Requirements — Write out, character for character, the line containing "Target: concrete block wall" and all lines after it up to the end of the listing.

Supplied data —

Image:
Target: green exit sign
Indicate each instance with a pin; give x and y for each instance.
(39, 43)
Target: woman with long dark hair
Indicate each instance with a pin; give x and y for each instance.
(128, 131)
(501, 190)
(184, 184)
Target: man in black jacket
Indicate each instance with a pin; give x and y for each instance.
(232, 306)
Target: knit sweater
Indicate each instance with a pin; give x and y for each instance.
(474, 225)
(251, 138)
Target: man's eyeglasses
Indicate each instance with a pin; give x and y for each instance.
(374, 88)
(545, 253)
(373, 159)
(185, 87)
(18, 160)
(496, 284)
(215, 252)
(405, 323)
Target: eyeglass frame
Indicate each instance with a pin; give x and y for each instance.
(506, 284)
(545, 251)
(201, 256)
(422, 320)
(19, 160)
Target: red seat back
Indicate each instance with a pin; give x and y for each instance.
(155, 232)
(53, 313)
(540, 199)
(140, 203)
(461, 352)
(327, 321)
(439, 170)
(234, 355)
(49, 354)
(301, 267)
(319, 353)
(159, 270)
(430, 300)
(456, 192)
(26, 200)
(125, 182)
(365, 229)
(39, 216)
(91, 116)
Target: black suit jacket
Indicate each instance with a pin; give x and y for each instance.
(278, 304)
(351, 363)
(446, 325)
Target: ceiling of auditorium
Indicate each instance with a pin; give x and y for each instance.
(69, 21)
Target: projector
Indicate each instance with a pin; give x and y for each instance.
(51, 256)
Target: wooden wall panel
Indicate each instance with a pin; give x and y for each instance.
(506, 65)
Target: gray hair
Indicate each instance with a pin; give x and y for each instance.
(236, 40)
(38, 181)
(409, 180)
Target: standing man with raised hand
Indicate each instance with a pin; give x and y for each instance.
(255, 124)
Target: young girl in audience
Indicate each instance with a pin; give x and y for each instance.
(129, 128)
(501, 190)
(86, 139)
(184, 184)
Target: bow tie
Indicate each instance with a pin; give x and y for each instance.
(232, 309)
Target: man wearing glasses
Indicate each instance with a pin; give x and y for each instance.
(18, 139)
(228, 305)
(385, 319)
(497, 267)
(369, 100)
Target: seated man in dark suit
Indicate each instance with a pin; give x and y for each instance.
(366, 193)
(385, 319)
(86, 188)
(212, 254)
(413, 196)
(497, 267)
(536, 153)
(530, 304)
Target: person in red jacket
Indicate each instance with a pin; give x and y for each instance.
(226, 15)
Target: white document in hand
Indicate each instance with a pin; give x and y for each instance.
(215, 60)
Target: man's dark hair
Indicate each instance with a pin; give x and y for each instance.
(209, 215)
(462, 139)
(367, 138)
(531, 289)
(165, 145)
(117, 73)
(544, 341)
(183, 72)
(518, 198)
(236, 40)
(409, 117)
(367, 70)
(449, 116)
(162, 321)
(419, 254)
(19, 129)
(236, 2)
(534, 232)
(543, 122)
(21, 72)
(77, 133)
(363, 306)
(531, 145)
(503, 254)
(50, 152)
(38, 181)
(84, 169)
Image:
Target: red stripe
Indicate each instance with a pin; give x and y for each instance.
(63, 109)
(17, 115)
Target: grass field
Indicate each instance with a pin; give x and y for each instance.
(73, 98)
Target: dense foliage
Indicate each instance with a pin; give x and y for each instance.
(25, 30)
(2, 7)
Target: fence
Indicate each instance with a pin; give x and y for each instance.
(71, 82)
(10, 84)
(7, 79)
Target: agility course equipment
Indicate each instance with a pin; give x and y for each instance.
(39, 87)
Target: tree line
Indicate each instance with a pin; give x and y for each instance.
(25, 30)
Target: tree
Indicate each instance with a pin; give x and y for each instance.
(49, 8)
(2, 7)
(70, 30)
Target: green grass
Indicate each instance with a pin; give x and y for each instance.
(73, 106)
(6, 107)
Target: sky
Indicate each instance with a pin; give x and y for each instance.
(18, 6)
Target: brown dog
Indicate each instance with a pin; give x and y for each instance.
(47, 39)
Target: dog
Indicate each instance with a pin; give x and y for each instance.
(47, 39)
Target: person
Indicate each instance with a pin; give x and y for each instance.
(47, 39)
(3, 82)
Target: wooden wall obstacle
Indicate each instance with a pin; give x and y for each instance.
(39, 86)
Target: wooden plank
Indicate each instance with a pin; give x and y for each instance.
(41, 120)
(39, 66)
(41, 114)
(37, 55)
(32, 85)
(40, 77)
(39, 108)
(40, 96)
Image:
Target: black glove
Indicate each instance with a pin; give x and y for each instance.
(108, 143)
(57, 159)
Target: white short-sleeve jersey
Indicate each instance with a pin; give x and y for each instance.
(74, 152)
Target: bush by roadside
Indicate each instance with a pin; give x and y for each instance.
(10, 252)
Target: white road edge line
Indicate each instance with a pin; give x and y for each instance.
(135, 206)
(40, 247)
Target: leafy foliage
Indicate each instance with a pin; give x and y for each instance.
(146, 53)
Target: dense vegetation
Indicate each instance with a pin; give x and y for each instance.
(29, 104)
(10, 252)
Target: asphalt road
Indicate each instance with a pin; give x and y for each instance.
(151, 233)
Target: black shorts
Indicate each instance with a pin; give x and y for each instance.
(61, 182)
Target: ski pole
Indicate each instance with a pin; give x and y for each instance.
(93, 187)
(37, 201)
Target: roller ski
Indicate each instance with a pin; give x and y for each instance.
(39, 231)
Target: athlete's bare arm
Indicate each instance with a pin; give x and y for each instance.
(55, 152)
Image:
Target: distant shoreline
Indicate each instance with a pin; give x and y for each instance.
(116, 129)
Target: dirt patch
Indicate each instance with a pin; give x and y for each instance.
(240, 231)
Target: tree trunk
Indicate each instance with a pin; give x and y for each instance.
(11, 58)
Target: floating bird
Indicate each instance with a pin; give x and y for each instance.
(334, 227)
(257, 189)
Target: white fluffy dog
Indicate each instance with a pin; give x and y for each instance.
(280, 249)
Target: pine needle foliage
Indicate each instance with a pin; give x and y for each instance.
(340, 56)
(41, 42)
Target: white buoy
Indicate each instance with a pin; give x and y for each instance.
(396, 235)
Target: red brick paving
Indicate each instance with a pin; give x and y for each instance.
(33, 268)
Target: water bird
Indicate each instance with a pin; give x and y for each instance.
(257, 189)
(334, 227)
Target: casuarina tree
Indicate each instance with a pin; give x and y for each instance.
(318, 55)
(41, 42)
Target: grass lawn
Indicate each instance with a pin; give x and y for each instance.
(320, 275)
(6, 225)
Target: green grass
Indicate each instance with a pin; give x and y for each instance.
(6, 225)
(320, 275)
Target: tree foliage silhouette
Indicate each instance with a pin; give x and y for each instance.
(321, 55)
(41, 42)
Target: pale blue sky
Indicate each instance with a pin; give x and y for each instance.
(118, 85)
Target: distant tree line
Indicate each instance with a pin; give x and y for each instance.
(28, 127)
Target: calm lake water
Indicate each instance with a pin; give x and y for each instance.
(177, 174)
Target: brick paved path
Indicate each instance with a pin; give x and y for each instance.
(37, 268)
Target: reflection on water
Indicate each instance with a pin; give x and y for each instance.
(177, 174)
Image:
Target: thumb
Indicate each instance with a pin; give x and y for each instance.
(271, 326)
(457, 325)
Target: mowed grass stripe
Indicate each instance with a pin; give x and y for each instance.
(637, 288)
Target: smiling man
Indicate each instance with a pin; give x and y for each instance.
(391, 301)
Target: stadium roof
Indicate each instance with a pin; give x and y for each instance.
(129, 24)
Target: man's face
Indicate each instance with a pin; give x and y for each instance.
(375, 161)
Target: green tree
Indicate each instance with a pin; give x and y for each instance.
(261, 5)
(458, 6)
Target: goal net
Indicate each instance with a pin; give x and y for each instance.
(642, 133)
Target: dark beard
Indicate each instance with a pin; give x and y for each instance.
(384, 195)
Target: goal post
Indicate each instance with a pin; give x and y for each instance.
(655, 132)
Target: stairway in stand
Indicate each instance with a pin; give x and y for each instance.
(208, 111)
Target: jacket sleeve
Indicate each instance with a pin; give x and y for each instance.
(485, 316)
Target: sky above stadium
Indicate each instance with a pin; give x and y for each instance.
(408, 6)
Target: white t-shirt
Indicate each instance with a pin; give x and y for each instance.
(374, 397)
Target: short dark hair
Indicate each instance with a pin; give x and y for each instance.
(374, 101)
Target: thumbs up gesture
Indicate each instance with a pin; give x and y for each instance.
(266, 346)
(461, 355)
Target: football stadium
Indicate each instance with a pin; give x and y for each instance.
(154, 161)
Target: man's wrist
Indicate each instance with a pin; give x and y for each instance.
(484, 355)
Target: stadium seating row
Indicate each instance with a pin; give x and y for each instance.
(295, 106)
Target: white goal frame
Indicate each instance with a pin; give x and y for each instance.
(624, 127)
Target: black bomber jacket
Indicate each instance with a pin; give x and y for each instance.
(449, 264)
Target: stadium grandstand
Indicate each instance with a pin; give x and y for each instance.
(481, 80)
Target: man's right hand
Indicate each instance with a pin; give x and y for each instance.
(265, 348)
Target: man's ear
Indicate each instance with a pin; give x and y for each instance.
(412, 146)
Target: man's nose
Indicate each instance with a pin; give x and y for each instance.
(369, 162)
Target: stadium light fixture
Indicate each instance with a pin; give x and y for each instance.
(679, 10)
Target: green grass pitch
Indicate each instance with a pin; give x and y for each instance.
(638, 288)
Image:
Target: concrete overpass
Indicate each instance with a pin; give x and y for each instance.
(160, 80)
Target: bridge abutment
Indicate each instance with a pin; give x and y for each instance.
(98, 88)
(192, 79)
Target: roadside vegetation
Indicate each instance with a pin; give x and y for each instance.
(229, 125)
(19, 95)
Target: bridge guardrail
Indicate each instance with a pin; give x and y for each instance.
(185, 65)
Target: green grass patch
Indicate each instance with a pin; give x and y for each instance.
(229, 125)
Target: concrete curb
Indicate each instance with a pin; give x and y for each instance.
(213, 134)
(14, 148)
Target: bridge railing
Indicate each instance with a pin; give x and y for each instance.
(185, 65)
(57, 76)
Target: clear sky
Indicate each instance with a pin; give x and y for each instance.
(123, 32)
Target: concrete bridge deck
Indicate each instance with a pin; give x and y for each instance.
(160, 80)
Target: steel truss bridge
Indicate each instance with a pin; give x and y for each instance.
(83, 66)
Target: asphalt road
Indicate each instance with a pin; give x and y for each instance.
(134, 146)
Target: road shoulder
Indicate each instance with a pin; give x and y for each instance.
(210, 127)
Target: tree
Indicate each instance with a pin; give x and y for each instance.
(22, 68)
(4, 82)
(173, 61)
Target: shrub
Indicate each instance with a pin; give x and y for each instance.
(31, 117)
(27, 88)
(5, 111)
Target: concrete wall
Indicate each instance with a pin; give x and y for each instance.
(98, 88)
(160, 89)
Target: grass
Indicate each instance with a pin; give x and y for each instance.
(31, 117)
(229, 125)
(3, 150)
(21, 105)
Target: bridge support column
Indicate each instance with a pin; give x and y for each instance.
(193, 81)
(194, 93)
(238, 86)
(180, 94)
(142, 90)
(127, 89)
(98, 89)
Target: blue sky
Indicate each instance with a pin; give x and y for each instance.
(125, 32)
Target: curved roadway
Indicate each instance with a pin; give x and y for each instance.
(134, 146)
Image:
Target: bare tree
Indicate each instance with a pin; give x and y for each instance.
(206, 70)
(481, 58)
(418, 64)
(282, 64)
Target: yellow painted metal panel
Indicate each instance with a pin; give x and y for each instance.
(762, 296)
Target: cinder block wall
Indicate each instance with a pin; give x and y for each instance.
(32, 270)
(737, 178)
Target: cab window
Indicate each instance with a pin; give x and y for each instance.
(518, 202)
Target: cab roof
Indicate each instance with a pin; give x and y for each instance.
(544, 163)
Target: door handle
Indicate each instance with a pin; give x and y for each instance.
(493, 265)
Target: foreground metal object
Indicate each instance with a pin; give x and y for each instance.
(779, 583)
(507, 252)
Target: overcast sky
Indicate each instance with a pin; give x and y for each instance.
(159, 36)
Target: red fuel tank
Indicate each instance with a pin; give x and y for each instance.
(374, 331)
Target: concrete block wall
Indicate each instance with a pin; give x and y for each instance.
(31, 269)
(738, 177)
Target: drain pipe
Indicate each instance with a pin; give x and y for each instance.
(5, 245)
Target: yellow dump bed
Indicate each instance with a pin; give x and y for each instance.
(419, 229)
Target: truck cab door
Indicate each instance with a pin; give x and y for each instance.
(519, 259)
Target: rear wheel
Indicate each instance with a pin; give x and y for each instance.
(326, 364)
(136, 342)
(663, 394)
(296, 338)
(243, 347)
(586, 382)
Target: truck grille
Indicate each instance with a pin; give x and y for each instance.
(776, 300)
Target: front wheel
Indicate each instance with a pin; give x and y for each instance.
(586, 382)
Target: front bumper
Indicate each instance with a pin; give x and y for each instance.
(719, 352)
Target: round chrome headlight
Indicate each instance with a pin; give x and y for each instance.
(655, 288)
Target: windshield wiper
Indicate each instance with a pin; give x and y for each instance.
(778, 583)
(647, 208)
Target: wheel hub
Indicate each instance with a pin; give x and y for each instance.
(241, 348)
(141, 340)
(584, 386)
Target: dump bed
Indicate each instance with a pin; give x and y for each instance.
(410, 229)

Answer for this exercise —
Target: concrete block wall
Indicate each instance with a pin; give x and y for each instance.
(31, 269)
(738, 177)
Target: drain pipe
Indicate each instance with a pin; give x and y for each instance.
(5, 245)
Target: yellow dump bed
Indicate each instance with a pin; give x and y for each instance.
(419, 229)
Target: truck cab door
Indicate each instance with a pin; give x and y for each instance.
(519, 259)
Target: rear wheel
Indicate each instance with a pin; give x and y for each instance.
(326, 364)
(136, 342)
(663, 394)
(296, 338)
(243, 347)
(586, 382)
Target: truck grille
Indicate each instance with a pin; give x and y for each instance.
(776, 300)
Target: front wheel
Indicate each instance with a pin; give x and y for each instance.
(586, 382)
Target: front bumper
Indicate each instance with a pin; give x and y for each instance.
(719, 352)
Target: round chrome headlight
Indicate each instance with a pin; give x and y for each instance.
(655, 288)
Target: windshield wiper
Indicate each instance with a pin; give x and y for each instance.
(778, 583)
(647, 208)
Target: wheel hub
Indicate each instance with a pin; give x and y for each instance.
(241, 348)
(141, 340)
(584, 386)
Target: dump bed
Indicate each instance with a pin; give x and y for each instance.
(410, 229)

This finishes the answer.